▶ **WHAT THE EXERCISE ASKS**:
Reproduce every one of the rows below word for word, with no line changed, added, or left out.

▶ **DATA SUPPLIED**:
------------------------------
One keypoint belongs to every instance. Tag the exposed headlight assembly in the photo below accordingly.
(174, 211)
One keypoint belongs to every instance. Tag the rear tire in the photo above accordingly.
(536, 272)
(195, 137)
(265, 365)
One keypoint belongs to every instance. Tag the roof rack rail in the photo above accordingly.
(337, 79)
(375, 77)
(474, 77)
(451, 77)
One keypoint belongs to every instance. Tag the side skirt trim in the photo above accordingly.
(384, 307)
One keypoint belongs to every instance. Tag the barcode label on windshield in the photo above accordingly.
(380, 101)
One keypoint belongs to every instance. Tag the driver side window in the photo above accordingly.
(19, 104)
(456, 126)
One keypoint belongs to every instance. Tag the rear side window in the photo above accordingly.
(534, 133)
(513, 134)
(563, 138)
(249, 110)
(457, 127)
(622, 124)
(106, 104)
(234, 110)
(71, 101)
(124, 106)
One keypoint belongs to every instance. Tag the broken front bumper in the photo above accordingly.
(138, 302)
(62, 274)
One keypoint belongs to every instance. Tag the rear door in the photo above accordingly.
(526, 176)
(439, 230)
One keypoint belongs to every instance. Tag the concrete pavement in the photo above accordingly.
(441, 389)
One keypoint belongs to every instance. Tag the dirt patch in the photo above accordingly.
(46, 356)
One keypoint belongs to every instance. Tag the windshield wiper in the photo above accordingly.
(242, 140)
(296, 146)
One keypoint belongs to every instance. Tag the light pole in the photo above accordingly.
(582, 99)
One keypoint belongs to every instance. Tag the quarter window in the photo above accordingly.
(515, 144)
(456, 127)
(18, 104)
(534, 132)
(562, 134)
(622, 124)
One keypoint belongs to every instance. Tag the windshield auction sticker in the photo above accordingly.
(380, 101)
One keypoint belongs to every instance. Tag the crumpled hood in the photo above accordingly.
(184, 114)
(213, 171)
------------------------------
▶ **EXERCISE RESPONSE**:
One keypoint belongs to every instance. Tag the exposed headlight assembly in the photo below accordingly.
(174, 211)
One keypoint belongs to every instance. Tag the rear tire in the photo above accordingly.
(536, 272)
(195, 137)
(265, 365)
One keypoint belongs to every instance. Tag the roof rack rail in the photo above accordingly.
(337, 79)
(375, 77)
(474, 77)
(451, 77)
One keypoint belongs to every instance. Tag the side skirt trim in the photo above accordingly.
(384, 307)
One keypoint belongs to every instance. Tag the barcode label on windshield in the photo above accordingly.
(380, 101)
One keypoint belongs to every instance. Tag the driver side window in the photo above accordingly.
(19, 104)
(456, 126)
One keypoint belongs to every instance. Tag the rear side window in the photo above accordingly.
(534, 133)
(513, 134)
(563, 138)
(249, 110)
(457, 127)
(622, 124)
(106, 104)
(234, 110)
(71, 101)
(124, 106)
One keypoint belongs to every instance. Tag the broken front bumper in the photo above accordingly.
(138, 302)
(62, 274)
One keypoint belongs to every instance. Tag the rear door in the photo above accordingly.
(526, 176)
(439, 230)
One keypoint belongs to every instance. Tag the concrete pavement in the photo above accordingly.
(441, 389)
One keypoint belongs to every instance. Tag the dirt patch in the photo above accordingly.
(46, 356)
One keypoint belongs to every instance. Tag the windshield wiper in the photo above accordingly.
(242, 140)
(296, 146)
One keypoint belongs to every instance. Tag the light pole in the photo above accordingly.
(582, 99)
One keypoint belongs to every instance. Tag the quarter window in the photo above accordingly.
(515, 144)
(456, 127)
(18, 104)
(534, 132)
(562, 134)
(622, 124)
One keypoint belongs to every instance. Tag the windshield auction sticker in the photo above accordingly.
(380, 101)
One keypoint belongs to every instance. Tag the crumpled hood in the photo above accordingly.
(184, 114)
(213, 171)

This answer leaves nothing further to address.